EXTRACTED DATA >>
● ● ● ● ● ● ●
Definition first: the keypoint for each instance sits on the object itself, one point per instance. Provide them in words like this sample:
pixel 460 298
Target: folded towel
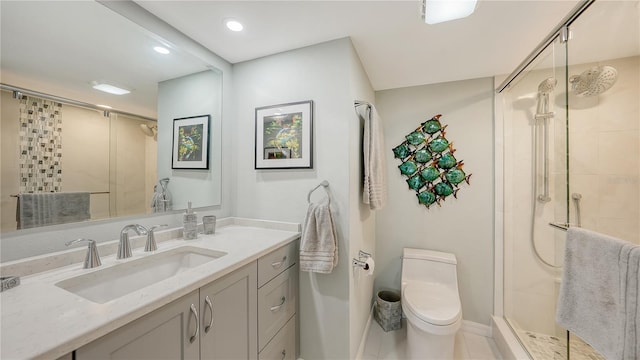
pixel 593 295
pixel 40 209
pixel 375 187
pixel 319 245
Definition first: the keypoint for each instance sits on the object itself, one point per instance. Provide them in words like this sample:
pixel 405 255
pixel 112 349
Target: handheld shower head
pixel 594 81
pixel 544 89
pixel 547 85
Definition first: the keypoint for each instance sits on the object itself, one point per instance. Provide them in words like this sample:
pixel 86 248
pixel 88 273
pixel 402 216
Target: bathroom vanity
pixel 235 297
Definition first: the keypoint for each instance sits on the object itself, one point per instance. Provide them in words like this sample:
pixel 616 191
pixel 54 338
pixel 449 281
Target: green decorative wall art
pixel 429 163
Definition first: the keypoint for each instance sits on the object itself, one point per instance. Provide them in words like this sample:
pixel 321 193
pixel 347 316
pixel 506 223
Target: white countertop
pixel 41 320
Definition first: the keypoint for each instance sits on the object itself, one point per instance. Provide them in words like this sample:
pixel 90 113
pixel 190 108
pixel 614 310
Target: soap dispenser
pixel 190 222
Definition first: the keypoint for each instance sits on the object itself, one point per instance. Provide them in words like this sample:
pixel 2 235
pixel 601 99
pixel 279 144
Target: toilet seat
pixel 432 303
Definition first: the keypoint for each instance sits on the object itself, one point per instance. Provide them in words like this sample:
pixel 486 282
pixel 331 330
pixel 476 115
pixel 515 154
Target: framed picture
pixel 283 136
pixel 191 142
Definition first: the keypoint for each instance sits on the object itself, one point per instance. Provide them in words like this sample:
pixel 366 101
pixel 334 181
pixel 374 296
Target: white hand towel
pixel 375 187
pixel 593 300
pixel 319 245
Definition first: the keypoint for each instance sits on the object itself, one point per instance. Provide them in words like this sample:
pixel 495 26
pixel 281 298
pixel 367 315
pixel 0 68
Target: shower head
pixel 547 85
pixel 594 81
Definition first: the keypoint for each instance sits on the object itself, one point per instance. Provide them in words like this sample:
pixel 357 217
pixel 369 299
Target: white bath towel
pixel 40 209
pixel 632 318
pixel 374 190
pixel 319 243
pixel 593 297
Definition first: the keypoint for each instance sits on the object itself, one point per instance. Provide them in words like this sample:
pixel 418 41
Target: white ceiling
pixel 396 47
pixel 58 47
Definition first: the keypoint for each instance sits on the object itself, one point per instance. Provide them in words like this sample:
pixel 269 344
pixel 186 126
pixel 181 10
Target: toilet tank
pixel 429 266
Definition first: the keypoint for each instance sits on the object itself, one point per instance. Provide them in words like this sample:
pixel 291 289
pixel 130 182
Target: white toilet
pixel 431 303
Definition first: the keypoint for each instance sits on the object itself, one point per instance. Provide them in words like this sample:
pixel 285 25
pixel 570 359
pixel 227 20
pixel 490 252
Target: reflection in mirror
pixel 108 158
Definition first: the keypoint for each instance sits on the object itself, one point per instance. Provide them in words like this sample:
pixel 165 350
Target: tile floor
pixel 390 345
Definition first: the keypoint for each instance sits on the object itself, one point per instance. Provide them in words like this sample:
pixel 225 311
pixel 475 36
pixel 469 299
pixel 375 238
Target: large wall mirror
pixel 52 55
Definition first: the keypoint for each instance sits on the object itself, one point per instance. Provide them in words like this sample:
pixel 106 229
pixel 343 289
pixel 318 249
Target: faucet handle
pixel 151 244
pixel 93 258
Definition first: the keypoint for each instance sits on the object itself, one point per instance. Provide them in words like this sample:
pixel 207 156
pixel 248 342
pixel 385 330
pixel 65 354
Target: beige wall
pixel 463 226
pixel 87 161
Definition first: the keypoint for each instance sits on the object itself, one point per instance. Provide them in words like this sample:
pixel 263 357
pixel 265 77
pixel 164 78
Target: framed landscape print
pixel 284 136
pixel 191 142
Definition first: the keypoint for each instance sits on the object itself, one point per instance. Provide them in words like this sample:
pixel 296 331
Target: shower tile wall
pixel 605 153
pixel 40 145
pixel 604 167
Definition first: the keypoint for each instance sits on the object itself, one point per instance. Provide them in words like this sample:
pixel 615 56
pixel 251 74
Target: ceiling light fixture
pixel 234 25
pixel 108 88
pixel 161 50
pixel 437 11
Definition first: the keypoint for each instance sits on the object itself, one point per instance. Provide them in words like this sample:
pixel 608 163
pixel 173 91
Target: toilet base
pixel 423 345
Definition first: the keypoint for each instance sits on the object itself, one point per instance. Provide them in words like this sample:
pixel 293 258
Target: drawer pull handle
pixel 195 313
pixel 277 307
pixel 277 265
pixel 207 300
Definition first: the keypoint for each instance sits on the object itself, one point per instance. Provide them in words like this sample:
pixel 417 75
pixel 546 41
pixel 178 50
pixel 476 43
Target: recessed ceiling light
pixel 162 50
pixel 108 88
pixel 437 11
pixel 234 25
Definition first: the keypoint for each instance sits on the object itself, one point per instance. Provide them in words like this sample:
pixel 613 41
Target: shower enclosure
pixel 570 124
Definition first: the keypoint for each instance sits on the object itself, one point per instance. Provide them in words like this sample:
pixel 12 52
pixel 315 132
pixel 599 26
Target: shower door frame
pixel 504 334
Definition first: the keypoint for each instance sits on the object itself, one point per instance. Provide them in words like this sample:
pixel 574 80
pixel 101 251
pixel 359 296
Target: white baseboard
pixel 476 328
pixel 506 341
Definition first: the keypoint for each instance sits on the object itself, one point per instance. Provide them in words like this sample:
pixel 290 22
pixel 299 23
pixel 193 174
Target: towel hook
pixel 325 185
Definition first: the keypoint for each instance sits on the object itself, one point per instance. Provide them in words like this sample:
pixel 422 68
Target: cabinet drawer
pixel 276 304
pixel 276 262
pixel 283 345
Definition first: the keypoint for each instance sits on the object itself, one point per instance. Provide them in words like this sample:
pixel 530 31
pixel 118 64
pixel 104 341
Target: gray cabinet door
pixel 166 333
pixel 229 313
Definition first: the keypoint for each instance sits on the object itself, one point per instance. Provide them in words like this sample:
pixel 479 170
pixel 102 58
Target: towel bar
pixel 561 226
pixel 92 193
pixel 325 185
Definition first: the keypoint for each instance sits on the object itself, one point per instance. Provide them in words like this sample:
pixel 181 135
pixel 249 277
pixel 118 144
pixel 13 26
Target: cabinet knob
pixel 277 265
pixel 194 311
pixel 277 307
pixel 207 301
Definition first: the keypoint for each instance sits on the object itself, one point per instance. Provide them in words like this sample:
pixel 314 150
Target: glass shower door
pixel 604 122
pixel 535 170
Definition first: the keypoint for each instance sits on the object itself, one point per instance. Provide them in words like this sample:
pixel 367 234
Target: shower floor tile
pixel 547 347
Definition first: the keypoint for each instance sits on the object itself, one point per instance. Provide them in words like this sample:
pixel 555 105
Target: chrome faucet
pixel 124 246
pixel 93 258
pixel 151 244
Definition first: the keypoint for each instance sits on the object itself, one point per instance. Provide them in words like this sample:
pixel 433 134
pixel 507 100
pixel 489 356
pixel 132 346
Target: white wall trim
pixel 476 328
pixel 365 335
pixel 506 341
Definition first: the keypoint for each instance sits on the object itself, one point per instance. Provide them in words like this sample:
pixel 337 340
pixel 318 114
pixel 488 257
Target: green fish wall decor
pixel 428 163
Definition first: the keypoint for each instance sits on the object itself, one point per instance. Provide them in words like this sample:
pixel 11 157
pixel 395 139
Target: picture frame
pixel 283 136
pixel 191 142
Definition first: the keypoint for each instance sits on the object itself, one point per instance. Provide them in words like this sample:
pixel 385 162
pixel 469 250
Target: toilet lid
pixel 433 303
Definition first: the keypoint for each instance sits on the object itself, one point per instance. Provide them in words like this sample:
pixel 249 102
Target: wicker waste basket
pixel 388 310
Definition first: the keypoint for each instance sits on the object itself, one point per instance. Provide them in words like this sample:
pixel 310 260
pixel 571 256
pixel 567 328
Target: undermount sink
pixel 111 283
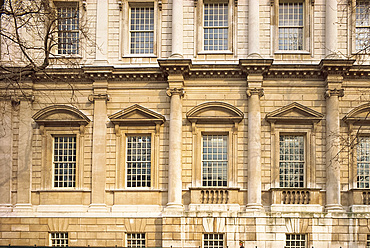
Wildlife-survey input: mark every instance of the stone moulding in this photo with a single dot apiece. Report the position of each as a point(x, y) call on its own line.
point(137, 114)
point(215, 112)
point(294, 113)
point(60, 115)
point(359, 115)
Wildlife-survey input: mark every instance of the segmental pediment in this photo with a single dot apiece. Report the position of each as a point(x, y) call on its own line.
point(294, 113)
point(215, 112)
point(60, 115)
point(359, 115)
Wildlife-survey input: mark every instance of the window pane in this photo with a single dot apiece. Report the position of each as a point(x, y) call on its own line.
point(291, 26)
point(138, 161)
point(142, 30)
point(363, 163)
point(214, 160)
point(362, 25)
point(136, 240)
point(215, 26)
point(295, 241)
point(291, 164)
point(59, 239)
point(64, 161)
point(213, 240)
point(68, 29)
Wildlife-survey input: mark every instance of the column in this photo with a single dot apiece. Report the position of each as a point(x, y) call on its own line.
point(6, 142)
point(253, 28)
point(177, 29)
point(99, 98)
point(333, 149)
point(101, 31)
point(175, 148)
point(331, 27)
point(254, 148)
point(24, 155)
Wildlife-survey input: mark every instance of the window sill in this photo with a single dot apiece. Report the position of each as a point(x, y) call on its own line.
point(227, 52)
point(61, 190)
point(66, 56)
point(139, 56)
point(135, 190)
point(295, 52)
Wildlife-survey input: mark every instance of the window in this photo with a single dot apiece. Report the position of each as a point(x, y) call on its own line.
point(136, 240)
point(292, 161)
point(214, 160)
point(213, 240)
point(295, 241)
point(362, 27)
point(138, 162)
point(64, 161)
point(141, 30)
point(363, 163)
point(216, 26)
point(291, 26)
point(59, 239)
point(68, 28)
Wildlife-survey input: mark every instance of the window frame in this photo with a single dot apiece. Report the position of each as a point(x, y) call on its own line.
point(295, 234)
point(199, 35)
point(310, 148)
point(126, 30)
point(227, 135)
point(307, 27)
point(212, 233)
point(352, 6)
point(48, 153)
point(296, 134)
point(128, 133)
point(130, 233)
point(51, 239)
point(81, 19)
point(54, 162)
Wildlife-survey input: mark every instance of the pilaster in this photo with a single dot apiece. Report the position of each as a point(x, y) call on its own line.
point(99, 98)
point(174, 69)
point(333, 71)
point(6, 144)
point(24, 155)
point(255, 70)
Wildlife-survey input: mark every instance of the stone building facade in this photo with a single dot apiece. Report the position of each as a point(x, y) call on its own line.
point(220, 123)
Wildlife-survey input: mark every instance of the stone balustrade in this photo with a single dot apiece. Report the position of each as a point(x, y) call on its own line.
point(215, 196)
point(296, 196)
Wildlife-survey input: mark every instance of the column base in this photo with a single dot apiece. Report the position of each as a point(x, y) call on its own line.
point(98, 208)
point(254, 206)
point(22, 207)
point(334, 208)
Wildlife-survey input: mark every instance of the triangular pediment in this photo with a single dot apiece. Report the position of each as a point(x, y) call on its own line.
point(60, 115)
point(294, 112)
point(137, 114)
point(359, 115)
point(215, 112)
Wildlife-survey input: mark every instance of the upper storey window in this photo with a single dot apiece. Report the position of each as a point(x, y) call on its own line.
point(141, 30)
point(363, 163)
point(292, 161)
point(216, 27)
point(214, 162)
point(362, 28)
point(291, 26)
point(68, 27)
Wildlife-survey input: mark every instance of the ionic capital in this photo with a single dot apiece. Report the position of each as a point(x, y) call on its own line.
point(94, 97)
point(255, 91)
point(175, 91)
point(334, 92)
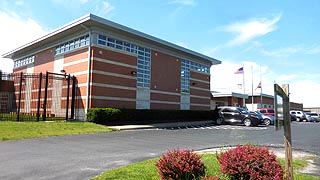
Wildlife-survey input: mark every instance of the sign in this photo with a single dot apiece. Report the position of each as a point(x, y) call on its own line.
point(282, 119)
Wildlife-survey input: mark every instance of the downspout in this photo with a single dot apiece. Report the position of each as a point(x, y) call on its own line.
point(89, 71)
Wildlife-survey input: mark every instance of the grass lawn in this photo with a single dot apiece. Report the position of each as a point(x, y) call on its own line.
point(23, 130)
point(147, 170)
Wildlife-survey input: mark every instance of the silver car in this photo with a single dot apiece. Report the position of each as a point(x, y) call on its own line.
point(314, 117)
point(267, 120)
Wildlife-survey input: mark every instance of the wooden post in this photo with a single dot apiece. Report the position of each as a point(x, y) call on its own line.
point(287, 134)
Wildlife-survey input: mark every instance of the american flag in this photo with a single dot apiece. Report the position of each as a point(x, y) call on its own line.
point(259, 85)
point(239, 71)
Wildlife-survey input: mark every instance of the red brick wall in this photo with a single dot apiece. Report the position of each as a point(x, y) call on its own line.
point(44, 60)
point(111, 76)
point(165, 77)
point(198, 87)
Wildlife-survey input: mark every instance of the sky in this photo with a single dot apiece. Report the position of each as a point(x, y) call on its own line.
point(275, 41)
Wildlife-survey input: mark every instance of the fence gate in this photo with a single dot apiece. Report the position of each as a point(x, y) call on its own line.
point(34, 97)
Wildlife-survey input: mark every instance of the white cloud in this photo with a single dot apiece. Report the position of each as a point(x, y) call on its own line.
point(211, 51)
point(182, 44)
point(314, 50)
point(70, 2)
point(15, 32)
point(282, 52)
point(303, 88)
point(183, 2)
point(104, 8)
point(246, 31)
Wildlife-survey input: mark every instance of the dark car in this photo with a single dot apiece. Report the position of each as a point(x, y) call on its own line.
point(267, 120)
point(267, 111)
point(237, 115)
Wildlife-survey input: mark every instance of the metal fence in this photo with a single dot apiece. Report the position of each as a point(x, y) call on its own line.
point(37, 97)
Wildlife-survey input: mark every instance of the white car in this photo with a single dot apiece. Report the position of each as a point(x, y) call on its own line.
point(300, 115)
point(314, 117)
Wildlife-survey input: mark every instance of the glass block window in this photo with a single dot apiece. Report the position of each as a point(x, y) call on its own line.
point(23, 62)
point(186, 66)
point(73, 44)
point(144, 57)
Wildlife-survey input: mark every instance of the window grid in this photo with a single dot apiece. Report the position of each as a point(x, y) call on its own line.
point(23, 62)
point(73, 44)
point(144, 57)
point(186, 66)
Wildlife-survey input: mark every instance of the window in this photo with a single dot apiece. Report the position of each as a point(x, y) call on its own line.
point(73, 44)
point(186, 66)
point(143, 61)
point(23, 62)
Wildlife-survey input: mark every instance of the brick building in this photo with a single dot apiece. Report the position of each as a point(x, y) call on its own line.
point(236, 99)
point(117, 66)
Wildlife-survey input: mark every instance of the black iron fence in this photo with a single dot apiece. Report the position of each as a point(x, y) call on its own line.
point(37, 97)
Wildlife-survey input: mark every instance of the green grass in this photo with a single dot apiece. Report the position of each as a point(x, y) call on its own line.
point(147, 170)
point(23, 130)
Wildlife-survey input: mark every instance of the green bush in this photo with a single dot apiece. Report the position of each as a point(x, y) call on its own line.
point(112, 116)
point(181, 165)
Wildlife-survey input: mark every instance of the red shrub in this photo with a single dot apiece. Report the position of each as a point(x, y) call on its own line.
point(250, 162)
point(211, 178)
point(180, 165)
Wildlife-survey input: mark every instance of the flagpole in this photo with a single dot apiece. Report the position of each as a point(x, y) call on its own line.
point(244, 88)
point(260, 88)
point(252, 88)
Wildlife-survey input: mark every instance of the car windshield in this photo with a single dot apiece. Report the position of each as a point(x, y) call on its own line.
point(257, 112)
point(243, 111)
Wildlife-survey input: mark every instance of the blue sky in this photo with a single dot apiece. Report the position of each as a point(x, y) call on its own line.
point(275, 41)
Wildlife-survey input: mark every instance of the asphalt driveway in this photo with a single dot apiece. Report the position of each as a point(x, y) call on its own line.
point(84, 156)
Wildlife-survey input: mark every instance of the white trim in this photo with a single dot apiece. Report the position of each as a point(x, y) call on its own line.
point(113, 74)
point(164, 102)
point(198, 80)
point(201, 97)
point(75, 62)
point(113, 86)
point(201, 89)
point(113, 98)
point(164, 92)
point(114, 62)
point(203, 105)
point(193, 70)
point(79, 73)
point(95, 44)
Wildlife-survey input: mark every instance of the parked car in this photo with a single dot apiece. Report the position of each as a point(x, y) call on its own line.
point(237, 115)
point(293, 117)
point(267, 111)
point(300, 115)
point(314, 117)
point(267, 120)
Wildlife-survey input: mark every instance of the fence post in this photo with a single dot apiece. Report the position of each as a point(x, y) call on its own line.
point(45, 97)
point(39, 97)
point(67, 105)
point(73, 96)
point(19, 100)
point(0, 79)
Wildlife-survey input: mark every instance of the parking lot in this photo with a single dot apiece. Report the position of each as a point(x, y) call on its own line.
point(80, 157)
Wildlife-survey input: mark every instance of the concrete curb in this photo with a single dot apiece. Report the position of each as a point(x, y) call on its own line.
point(162, 125)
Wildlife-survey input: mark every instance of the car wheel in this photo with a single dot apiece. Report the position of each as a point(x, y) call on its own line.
point(267, 122)
point(247, 122)
point(220, 121)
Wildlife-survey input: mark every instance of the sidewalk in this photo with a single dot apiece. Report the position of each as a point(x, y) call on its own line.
point(162, 125)
point(313, 160)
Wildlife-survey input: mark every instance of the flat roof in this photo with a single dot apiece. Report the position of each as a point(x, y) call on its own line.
point(91, 20)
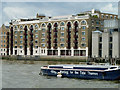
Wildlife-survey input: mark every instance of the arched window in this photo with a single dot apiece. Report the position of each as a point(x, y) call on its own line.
point(62, 24)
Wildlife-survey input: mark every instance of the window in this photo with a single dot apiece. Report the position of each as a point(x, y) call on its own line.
point(100, 39)
point(36, 46)
point(107, 16)
point(21, 37)
point(110, 39)
point(36, 30)
point(36, 36)
point(36, 41)
point(21, 32)
point(83, 38)
point(43, 45)
point(43, 25)
point(21, 42)
point(97, 28)
point(83, 33)
point(102, 22)
point(100, 46)
point(15, 42)
point(15, 27)
point(36, 26)
point(97, 22)
point(15, 36)
point(43, 34)
point(102, 16)
point(21, 27)
point(62, 28)
point(83, 22)
point(62, 45)
point(15, 46)
point(83, 44)
point(111, 17)
point(62, 39)
point(36, 51)
point(62, 34)
point(83, 27)
point(62, 24)
point(15, 32)
point(43, 40)
point(43, 29)
point(110, 46)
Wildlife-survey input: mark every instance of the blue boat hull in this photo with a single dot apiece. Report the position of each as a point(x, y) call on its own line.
point(105, 75)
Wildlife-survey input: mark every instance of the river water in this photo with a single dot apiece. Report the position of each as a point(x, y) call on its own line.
point(21, 74)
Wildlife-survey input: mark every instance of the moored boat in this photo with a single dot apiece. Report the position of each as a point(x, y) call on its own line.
point(104, 72)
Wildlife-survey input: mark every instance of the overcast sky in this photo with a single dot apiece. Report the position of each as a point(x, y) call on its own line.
point(16, 10)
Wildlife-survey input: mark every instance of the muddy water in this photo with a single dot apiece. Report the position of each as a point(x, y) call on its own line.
point(21, 74)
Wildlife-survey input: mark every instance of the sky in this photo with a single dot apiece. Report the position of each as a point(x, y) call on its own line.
point(17, 10)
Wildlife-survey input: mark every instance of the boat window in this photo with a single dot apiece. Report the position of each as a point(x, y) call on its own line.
point(55, 67)
point(112, 67)
point(89, 68)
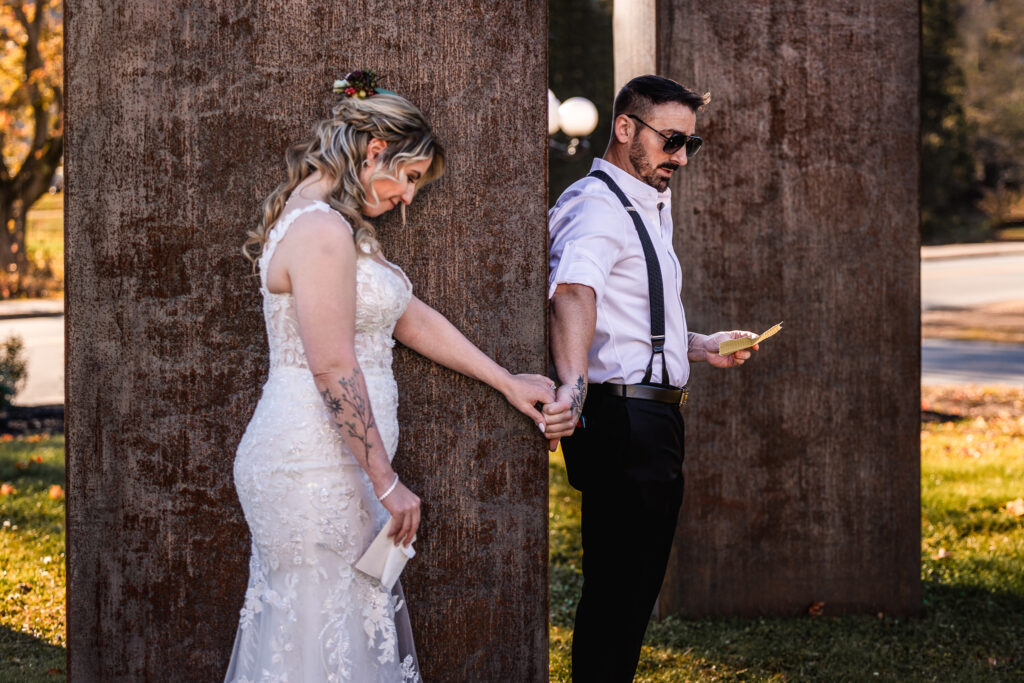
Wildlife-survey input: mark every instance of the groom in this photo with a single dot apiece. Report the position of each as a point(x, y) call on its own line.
point(622, 352)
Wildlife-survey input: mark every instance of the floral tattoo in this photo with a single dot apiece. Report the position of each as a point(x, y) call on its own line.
point(578, 396)
point(351, 411)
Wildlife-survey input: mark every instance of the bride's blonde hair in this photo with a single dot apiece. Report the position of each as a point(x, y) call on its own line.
point(338, 150)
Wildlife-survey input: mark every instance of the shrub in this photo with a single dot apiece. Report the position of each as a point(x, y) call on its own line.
point(12, 369)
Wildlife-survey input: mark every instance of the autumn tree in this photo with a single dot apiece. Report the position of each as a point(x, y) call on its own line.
point(31, 115)
point(993, 100)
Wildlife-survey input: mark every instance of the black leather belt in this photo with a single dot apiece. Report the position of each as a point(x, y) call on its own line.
point(645, 391)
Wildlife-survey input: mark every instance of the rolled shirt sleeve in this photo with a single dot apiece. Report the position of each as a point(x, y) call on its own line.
point(587, 238)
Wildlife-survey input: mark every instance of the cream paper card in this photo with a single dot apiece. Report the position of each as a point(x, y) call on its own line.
point(383, 559)
point(732, 345)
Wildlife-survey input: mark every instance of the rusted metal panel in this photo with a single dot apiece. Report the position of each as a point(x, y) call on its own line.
point(178, 117)
point(803, 467)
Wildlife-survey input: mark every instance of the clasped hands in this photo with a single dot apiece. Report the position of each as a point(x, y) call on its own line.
point(561, 416)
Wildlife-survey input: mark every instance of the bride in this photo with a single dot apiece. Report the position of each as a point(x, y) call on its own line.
point(313, 470)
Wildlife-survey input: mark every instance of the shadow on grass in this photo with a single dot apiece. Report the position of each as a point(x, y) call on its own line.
point(25, 658)
point(963, 635)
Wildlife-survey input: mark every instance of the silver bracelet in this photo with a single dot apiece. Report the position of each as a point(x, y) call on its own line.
point(389, 489)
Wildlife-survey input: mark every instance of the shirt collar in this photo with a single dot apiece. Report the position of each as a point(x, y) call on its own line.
point(638, 190)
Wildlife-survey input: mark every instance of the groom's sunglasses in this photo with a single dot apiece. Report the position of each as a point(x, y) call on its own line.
point(676, 140)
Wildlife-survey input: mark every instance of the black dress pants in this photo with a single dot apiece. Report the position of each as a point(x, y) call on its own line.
point(628, 461)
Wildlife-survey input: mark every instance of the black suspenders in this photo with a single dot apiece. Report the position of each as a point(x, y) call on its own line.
point(655, 290)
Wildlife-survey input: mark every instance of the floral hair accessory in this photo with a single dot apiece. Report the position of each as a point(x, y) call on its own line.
point(360, 84)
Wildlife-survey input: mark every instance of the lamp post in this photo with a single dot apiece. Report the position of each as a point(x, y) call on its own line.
point(577, 117)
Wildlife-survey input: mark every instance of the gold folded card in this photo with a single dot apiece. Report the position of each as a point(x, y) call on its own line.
point(733, 345)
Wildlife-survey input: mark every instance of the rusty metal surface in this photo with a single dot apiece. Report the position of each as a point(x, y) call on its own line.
point(803, 467)
point(178, 117)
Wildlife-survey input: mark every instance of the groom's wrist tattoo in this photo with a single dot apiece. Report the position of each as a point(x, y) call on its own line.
point(351, 411)
point(578, 396)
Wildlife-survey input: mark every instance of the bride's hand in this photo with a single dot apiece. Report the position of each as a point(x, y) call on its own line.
point(525, 391)
point(404, 508)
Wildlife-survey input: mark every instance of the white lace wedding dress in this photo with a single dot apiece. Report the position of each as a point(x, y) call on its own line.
point(309, 615)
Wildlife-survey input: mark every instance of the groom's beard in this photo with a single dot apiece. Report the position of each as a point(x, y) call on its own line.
point(645, 170)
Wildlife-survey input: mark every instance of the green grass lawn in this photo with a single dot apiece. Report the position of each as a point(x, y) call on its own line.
point(44, 228)
point(32, 560)
point(972, 628)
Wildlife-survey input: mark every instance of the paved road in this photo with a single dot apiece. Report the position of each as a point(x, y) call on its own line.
point(950, 361)
point(971, 282)
point(43, 339)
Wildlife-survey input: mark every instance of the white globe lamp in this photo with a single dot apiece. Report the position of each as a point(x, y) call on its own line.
point(578, 117)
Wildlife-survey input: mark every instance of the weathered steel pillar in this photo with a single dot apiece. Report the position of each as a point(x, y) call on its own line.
point(803, 467)
point(178, 117)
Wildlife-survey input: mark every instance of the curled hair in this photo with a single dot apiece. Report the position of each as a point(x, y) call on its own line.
point(643, 92)
point(338, 148)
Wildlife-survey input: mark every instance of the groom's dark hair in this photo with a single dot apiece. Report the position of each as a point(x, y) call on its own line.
point(643, 92)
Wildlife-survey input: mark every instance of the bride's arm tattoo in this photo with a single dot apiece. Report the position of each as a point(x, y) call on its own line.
point(578, 396)
point(351, 410)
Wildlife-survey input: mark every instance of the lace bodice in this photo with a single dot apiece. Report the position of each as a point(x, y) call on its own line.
point(382, 293)
point(308, 614)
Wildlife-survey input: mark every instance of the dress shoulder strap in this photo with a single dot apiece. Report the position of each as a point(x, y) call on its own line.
point(280, 228)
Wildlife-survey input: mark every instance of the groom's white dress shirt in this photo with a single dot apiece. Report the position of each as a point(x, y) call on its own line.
point(595, 243)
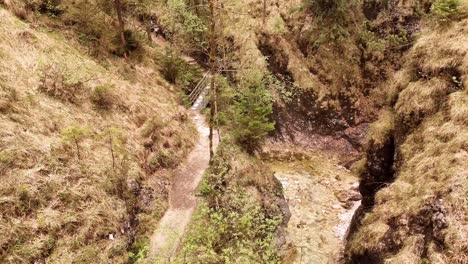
● ● ● ● ● ● ●
WHAT TO DO >> The output is the lines from the start of the data above through the line containing "pixel 614 310", unchanged, with any picture left out.

FINISHED TASK >>
Definition first: the keypoint for each instance sits on the object itself, one point per instance. Provide them in words like this sample:
pixel 460 298
Target: folded towel
pixel 593 295
pixel 40 209
pixel 375 187
pixel 319 245
Definition first: the keypoint for each instance sits on the object itself, one point per instance. Provide them in words like this sample:
pixel 405 255
pixel 112 349
Target: handheld shower head
pixel 594 81
pixel 544 89
pixel 547 85
Definition first: the keypoint for each instance sits on the object itself, one point per instance. Provide them in words like this sample:
pixel 86 248
pixel 88 273
pixel 402 216
Target: bathroom vanity
pixel 235 297
Definition first: the keypoint for each instance sits on the object itself, one point per instance. Provide them in words like this sample:
pixel 616 191
pixel 54 338
pixel 449 281
Target: green decorative wall art
pixel 429 163
Definition first: the keypoint for each instance sits on the object itself, one point per instance. Provide them in words like this sample:
pixel 321 193
pixel 347 316
pixel 506 223
Target: white countertop
pixel 41 320
Definition first: the keypoint for each instance sits on the object itself, one point per instance. Provide them in words like this sample:
pixel 90 113
pixel 190 108
pixel 614 310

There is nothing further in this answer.